Print, exactly as given, each line of the data from the line containing "white cloud, written" up to and including its last line.
--- START OF Records provided ---
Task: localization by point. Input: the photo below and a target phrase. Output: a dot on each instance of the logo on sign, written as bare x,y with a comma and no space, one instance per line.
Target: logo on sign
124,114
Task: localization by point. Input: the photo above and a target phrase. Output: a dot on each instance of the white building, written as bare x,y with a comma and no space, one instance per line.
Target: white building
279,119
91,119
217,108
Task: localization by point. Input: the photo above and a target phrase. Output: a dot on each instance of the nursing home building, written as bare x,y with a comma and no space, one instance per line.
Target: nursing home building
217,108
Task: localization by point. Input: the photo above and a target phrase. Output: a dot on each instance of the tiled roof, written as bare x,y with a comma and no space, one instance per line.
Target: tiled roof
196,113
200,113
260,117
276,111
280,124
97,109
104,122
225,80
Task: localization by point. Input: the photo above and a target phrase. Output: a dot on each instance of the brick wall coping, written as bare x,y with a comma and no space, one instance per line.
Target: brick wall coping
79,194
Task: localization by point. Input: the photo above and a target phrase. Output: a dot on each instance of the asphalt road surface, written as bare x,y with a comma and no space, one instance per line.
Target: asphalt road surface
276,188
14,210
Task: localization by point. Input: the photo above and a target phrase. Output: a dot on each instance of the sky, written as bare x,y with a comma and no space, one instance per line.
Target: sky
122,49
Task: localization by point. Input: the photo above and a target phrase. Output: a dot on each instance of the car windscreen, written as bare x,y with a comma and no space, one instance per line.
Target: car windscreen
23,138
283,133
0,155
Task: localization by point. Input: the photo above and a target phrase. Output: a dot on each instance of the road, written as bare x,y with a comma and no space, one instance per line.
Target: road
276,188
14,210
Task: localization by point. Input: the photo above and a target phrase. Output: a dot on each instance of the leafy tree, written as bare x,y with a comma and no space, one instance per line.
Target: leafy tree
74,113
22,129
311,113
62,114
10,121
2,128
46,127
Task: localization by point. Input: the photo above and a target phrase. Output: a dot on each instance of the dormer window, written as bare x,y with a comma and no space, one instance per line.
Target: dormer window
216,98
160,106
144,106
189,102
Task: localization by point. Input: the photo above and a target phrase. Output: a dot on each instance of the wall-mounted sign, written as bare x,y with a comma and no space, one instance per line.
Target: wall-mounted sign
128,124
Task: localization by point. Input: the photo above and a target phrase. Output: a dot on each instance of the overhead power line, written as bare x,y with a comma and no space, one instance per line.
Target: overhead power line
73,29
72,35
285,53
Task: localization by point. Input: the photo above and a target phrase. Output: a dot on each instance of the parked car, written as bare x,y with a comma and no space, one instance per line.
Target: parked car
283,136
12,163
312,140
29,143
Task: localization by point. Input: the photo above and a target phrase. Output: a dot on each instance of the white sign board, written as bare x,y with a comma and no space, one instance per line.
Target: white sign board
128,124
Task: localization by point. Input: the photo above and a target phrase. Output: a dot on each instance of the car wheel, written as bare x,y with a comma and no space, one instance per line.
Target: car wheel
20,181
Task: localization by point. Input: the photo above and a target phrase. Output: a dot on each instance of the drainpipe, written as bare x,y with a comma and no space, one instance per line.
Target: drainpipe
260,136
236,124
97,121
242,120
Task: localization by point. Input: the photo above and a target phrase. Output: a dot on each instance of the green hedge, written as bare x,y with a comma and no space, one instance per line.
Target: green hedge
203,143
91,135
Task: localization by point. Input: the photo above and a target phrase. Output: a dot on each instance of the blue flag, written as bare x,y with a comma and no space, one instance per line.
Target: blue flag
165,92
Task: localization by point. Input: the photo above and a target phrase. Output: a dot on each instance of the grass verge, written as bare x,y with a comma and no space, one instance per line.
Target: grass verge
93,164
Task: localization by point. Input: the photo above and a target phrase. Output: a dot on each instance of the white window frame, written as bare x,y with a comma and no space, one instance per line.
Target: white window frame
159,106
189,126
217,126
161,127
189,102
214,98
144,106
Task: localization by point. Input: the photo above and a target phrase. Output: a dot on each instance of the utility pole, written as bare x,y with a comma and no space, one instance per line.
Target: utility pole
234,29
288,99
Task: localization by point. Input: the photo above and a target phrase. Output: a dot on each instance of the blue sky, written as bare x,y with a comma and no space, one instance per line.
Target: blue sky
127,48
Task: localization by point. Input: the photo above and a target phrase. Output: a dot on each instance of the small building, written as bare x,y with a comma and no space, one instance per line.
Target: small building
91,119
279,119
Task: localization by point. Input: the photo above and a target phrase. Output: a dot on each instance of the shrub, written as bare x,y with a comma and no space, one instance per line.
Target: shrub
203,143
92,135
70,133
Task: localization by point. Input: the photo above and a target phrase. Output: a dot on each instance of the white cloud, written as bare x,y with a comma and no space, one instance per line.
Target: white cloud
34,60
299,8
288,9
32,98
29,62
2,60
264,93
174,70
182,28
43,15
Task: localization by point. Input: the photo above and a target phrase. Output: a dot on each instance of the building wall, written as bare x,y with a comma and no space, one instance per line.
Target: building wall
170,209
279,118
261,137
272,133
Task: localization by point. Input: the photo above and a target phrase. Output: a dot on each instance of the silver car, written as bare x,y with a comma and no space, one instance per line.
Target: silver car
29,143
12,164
--- END OF Records provided ---
--- Final answer ---
Task: localization by point. Input: the photo above and a target phrase. Output: a dot on each instance of the white cloud, written as bare x,y with a comma and no space, one instance per line.
Target: white cloud
34,60
299,8
288,9
32,98
29,62
2,60
264,93
174,70
182,28
43,15
Task: localization by point. Input: the photo above and a target phrase. Output: a dot on each instance of the building wall, written as bare x,y with a comma and no space, one instance per line.
Target: building wall
170,209
279,118
261,137
272,133
Task: localization by point. Input: the photo above and a target phrase. Output: a dot on each instance of the silver car, written as bare x,y with a comma and no space, one instance per line.
Target: silver car
29,143
12,164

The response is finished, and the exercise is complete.